Print the material below word for word, leaving out the pictures.

— Supplied information —
================

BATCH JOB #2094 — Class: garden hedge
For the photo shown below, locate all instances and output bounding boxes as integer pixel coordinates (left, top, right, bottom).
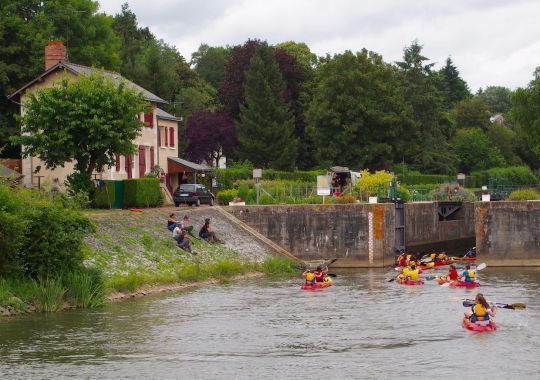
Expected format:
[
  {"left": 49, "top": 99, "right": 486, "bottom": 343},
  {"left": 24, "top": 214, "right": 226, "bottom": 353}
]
[{"left": 124, "top": 178, "right": 163, "bottom": 207}]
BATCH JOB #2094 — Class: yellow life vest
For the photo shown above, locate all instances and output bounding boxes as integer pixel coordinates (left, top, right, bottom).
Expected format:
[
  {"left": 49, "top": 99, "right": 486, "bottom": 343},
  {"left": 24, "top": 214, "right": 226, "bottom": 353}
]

================

— Exercise result —
BATCH JOB #2094 — Class: garden hedge
For the photo shown below, locate all instances and output bounding boxes as integer pixel coordinates (left, top, right, bottom).
Expected format:
[
  {"left": 49, "top": 99, "right": 486, "bottom": 343},
  {"left": 24, "top": 214, "right": 226, "bottom": 353}
]
[{"left": 124, "top": 178, "right": 163, "bottom": 207}]
BATCH JOB #2094 — Class: yellow life vest
For the photo shown above, locate all instances and output bounding boxes as integer pixel coordinates (left, top, right, bottom).
Expected format:
[
  {"left": 49, "top": 99, "right": 486, "bottom": 343},
  {"left": 24, "top": 214, "right": 226, "bottom": 353}
]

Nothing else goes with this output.